* _Task goal_: Reproduce each line of the records below word for word, leaving out the pictures.

____ Records provided

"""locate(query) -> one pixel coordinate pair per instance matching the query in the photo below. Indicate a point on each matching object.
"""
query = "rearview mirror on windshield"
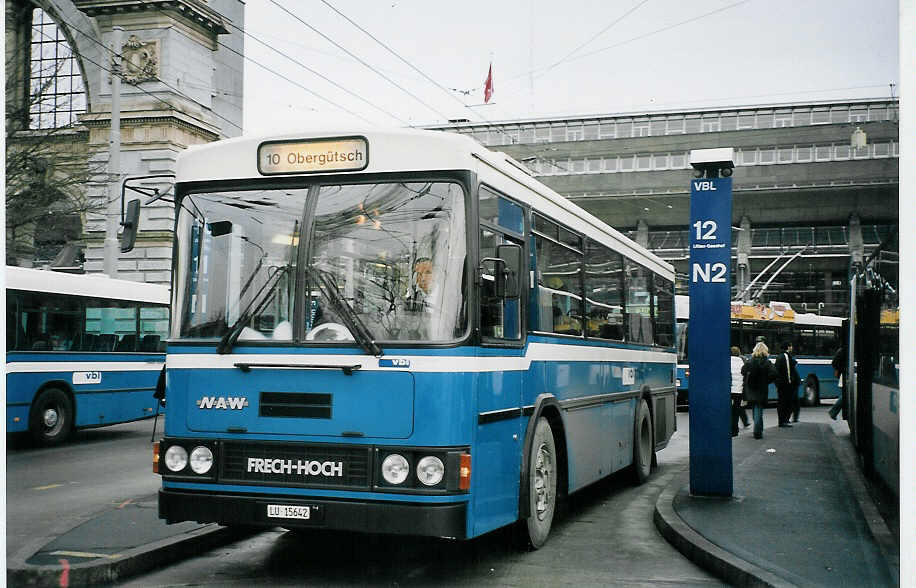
(131, 224)
(220, 228)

________

* _Full solution_:
"""locate(query) -> one pixel coordinate pair per instance matching the query in the photo below. Indicate a point on each matching object.
"""
query = "rearview mirror on windshield"
(131, 224)
(220, 228)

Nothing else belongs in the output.